*Source*
┄┄┄┄┄┄┄┄┄┄
Studio album by Klaus Voormann & Friends
- Released: 7 July 2009
- Recorded: 2008–2009
- Genres: Rock, pop
- Length: 37:33
- Label: Universal
- Producer: Klaus Voormann

Singles from A Sideman's Journey
- "The Day the World Gets 'Round" Released: January 2009;

= A Sideman's Journey =

A Sideman's Journey is the first solo album by German musician and artist Klaus Voormann, released in July 2009. Voormann is best known as the creator of the cover art for The Beatles' album Revolver as well as for being a much-in-demand session musician during the 1970s. He played bass on a large number of well-known albums by ex-Beatles John Lennon, George Harrison and Ringo Starr − including All Things Must Pass, Imagine and The Concert for Bangladesh − and by artists such as Harry Nilsson, Doris Troy, Lou Reed, Gary Wright, Carly Simon and Randy Newman. Before then, Voormann had been a member of the 1960s pop group Manfred Mann. A Sideman's Journey is notable for including performances by Paul McCartney, Ringo Starr and Yusuf Islam (Cat Stevens), among others.
┄┄┄┄┄┄┄┄┄┄
*Task instructions*
#1 According to the album article, which 1960s pop group was Klaus Voormann a member of?
#2 Rewrite the paragraph of the album article beginning "A Sideman's Journey is the first solo album" as a short bulleted list that keeps its main facts.
The rows here are separate material with no connection to the album article.

Data listing:
┄┄┄┄┄┄┄┄┄┄
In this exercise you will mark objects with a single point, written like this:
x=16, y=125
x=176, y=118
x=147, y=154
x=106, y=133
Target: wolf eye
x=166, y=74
┄┄┄┄┄┄┄┄┄┄
*Full answers*
#1 Manfred Mann.

#2
- A Sideman's Journey is the first solo album by German musician and artist Klaus Voormann, released in July 2009.
- Voormann is best known for creating the cover art for The Beatles' Revolver and for his session work in the 1970s.
- He played bass on many well-known albums by John Lennon, George Harrison and Ringo Starr, including All Things Must Pass, Imagine and The Concert for Bangladesh.
- He also played bass for Harry Nilsson, Doris Troy, Lou Reed, Gary Wright, Carly Simon and Randy Newman.
- Earlier, he was a member of the 1960s pop group Manfred Mann.
- The album features performances by Paul McCartney, Ringo Starr and Yusuf Islam (Cat Stevens), among others.